=== GOAL OF THE EXERCISE ===
Please copy out every line in the records below that includes the word "paper".

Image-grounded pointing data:
------------------------
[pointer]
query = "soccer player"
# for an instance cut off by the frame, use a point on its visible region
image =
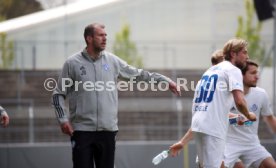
(211, 104)
(242, 141)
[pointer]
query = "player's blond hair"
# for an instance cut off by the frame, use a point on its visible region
(217, 57)
(233, 45)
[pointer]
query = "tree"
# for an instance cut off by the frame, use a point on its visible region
(14, 8)
(6, 52)
(11, 9)
(125, 48)
(251, 32)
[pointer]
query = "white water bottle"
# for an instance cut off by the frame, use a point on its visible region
(161, 156)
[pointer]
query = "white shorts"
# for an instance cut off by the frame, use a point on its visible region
(250, 155)
(209, 150)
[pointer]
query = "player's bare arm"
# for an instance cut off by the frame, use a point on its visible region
(241, 105)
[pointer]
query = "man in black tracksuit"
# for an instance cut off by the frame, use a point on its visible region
(88, 79)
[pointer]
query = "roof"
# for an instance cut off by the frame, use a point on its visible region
(50, 14)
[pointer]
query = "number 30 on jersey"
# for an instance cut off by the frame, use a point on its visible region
(206, 89)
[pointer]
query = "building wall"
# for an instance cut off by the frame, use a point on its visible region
(168, 34)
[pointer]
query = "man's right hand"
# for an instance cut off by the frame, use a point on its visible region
(251, 116)
(66, 128)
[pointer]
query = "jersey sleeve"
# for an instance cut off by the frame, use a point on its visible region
(266, 109)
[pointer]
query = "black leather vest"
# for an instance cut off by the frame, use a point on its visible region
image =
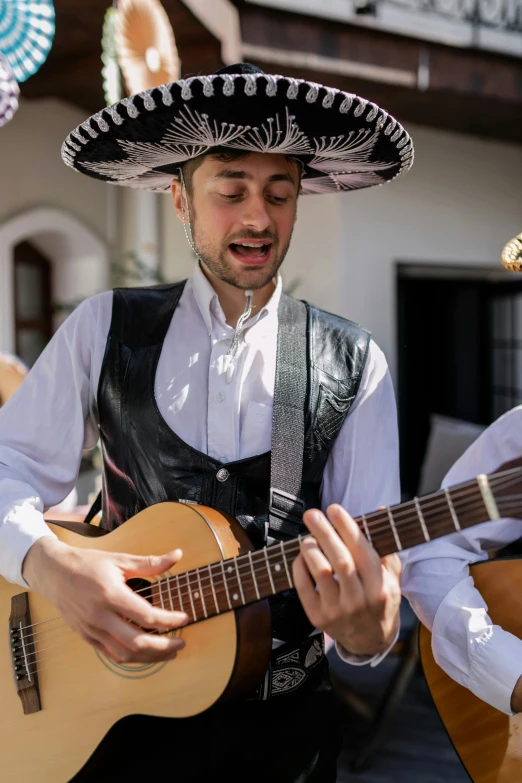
(145, 462)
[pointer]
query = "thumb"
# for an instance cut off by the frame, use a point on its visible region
(149, 565)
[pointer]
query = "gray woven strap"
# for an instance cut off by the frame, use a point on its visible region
(288, 421)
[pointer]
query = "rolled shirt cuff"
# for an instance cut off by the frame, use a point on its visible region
(21, 527)
(496, 666)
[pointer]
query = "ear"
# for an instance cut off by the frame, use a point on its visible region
(176, 191)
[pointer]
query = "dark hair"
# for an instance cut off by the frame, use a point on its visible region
(225, 156)
(191, 166)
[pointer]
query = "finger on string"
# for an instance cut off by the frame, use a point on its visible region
(393, 564)
(136, 608)
(308, 595)
(150, 565)
(321, 570)
(131, 644)
(364, 557)
(132, 638)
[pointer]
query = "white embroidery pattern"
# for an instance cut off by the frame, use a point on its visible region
(344, 160)
(314, 654)
(292, 657)
(287, 679)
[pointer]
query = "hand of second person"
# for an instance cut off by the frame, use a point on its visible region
(89, 589)
(346, 590)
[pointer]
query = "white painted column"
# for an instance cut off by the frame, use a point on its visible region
(147, 233)
(139, 233)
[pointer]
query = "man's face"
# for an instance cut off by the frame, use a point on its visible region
(242, 214)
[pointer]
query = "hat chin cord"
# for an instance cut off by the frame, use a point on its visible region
(231, 355)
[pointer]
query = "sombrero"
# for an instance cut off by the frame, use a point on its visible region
(511, 255)
(344, 142)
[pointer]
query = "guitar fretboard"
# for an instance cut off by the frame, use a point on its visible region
(230, 584)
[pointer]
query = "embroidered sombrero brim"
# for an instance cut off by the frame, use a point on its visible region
(344, 141)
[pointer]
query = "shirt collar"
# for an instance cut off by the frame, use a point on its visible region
(209, 306)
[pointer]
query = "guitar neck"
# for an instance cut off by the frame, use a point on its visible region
(242, 580)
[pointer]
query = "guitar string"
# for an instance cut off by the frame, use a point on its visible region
(499, 480)
(27, 639)
(206, 579)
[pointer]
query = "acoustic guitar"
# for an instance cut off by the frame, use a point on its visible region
(488, 742)
(59, 696)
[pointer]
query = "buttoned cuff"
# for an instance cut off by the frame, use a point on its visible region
(20, 529)
(364, 660)
(496, 666)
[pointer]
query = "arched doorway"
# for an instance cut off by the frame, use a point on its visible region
(79, 267)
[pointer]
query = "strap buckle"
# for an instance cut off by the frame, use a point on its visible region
(286, 506)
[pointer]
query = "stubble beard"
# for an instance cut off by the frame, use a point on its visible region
(251, 278)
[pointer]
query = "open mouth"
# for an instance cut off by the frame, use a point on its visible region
(251, 252)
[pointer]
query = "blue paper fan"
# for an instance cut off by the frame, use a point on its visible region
(9, 92)
(26, 34)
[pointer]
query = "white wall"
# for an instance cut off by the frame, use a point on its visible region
(45, 202)
(460, 203)
(32, 172)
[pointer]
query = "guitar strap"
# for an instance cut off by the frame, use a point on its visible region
(288, 421)
(286, 507)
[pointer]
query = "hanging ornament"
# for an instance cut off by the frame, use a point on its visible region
(111, 74)
(26, 34)
(511, 255)
(145, 44)
(9, 92)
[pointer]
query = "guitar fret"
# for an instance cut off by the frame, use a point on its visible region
(170, 594)
(269, 573)
(203, 604)
(286, 565)
(421, 518)
(452, 509)
(487, 496)
(190, 596)
(394, 529)
(239, 581)
(179, 593)
(226, 585)
(366, 529)
(160, 592)
(213, 590)
(253, 575)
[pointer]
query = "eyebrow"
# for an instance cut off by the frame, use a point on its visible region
(237, 174)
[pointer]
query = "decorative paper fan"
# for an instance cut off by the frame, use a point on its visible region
(111, 70)
(511, 256)
(26, 34)
(145, 44)
(9, 92)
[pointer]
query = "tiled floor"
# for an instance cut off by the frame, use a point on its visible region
(416, 748)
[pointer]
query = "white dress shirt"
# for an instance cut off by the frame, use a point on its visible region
(53, 417)
(466, 644)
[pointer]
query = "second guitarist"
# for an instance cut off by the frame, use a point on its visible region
(182, 384)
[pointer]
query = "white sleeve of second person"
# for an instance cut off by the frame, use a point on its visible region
(43, 429)
(362, 471)
(466, 643)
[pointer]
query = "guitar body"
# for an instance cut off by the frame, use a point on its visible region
(488, 742)
(83, 694)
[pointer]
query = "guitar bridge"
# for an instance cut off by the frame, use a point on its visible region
(23, 659)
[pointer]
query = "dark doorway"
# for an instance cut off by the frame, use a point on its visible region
(459, 351)
(33, 302)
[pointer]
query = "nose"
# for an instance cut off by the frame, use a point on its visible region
(255, 214)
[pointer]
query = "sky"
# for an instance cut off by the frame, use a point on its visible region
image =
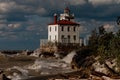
------------------------
=== RESULT OF THE EXERCISE ===
query = "blue paper fan"
query = "decorative paper fan"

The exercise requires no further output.